## EXCERPTED TEXT
By Bishop Thomas R. Zinkula, Catholic News Service
“Forming Ourselves in Synodality” is the 10th and final thematic nucleus presented in the preparatory document and the “vademecum.” The prior thematic nuclei, such as companions on the journey, listening, celebration and ecumenism, refer to concrete experiences.
These experiences are fertile ground for a reflection on how we might form ourselves in synodality. We do not begin with the abstract notion of synodality and then seek to implement it. Rather, we begin as members of living faith communities and, from this experiential starting point, discern how we might become ever more faithful to the calling of the Holy Spirit.
The “vademecum” uses the following language when it considers “Forming Ourselves in Synodality”:
“Synodality entails receptivity to change, formation, and ongoing learning. How does our church community form people to be more capable of ‘walking together,’ listening to one another, participating in mission and engaging in dialogue? What formation is offered to foster discernment and the exercise of authority in a synodal way?”
This reflection will focus on the first sentence: “Synodality entails receptivity to change, formation and ongoing learning.”

[Spatial localization data]

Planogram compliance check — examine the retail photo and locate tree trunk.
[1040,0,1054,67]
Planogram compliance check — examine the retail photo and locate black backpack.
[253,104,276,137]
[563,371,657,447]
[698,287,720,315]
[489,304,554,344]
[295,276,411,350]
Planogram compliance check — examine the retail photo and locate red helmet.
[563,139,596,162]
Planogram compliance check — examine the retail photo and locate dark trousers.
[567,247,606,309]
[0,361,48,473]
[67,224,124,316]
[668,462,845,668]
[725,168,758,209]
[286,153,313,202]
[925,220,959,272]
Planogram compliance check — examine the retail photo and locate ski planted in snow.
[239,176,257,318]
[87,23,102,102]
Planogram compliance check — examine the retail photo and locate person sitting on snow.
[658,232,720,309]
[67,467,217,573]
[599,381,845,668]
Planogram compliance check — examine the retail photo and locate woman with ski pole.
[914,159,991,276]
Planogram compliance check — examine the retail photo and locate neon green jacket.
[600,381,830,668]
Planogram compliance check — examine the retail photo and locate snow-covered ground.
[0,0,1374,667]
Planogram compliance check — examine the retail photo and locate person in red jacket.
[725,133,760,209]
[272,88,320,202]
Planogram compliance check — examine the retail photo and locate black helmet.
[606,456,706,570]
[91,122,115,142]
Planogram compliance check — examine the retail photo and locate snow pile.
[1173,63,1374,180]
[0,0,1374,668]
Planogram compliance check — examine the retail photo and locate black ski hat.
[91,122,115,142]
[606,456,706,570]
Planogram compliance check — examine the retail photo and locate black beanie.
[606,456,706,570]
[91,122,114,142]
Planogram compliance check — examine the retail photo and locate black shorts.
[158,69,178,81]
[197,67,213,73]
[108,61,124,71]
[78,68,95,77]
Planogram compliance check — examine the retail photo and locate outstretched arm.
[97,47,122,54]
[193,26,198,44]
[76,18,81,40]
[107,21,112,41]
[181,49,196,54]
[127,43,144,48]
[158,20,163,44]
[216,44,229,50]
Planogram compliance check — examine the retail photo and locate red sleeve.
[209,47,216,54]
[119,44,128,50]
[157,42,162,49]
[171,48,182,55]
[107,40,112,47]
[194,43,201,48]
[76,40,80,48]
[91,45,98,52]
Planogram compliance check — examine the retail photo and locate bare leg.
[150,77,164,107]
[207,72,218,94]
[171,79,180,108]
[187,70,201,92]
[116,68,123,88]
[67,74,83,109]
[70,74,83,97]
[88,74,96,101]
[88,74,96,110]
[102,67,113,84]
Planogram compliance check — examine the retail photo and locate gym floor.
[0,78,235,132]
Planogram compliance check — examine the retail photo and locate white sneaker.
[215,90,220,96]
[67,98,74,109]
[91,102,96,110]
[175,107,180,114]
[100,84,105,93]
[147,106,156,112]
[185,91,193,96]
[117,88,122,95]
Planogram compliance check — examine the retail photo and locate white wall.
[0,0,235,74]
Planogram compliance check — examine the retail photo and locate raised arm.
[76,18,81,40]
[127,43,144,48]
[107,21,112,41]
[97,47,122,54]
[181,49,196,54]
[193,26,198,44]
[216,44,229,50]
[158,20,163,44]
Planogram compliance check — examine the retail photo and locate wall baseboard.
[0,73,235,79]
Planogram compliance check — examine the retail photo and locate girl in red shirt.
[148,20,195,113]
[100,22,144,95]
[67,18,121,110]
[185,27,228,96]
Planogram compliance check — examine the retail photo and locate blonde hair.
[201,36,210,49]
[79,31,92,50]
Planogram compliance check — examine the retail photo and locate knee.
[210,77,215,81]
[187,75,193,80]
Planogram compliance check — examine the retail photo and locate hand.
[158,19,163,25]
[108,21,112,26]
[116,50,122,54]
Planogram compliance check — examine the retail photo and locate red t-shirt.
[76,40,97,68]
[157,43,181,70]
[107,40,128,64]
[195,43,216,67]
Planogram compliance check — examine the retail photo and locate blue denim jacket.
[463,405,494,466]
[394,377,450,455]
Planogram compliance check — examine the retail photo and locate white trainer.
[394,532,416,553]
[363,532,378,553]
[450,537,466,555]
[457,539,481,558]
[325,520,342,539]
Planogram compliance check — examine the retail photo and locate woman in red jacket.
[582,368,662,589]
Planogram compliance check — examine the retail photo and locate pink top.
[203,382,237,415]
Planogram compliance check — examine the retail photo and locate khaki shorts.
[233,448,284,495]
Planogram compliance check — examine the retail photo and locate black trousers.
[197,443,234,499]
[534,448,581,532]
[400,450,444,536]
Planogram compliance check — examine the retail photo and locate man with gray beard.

## BRIEF
From the article on synodality, return the passage that begins at the words "These experiences are" and ends after the words "the Holy Spirit.", copied word for word.

## OUTPUT OF THE TASK
These experiences are fertile ground for a reflection on how we might form ourselves in synodality. We do not begin with the abstract notion of synodality and then seek to implement it. Rather, we begin as members of living faith communities and, from this experiential starting point, discern how we might become ever more faithful to the calling of the Holy Spirit.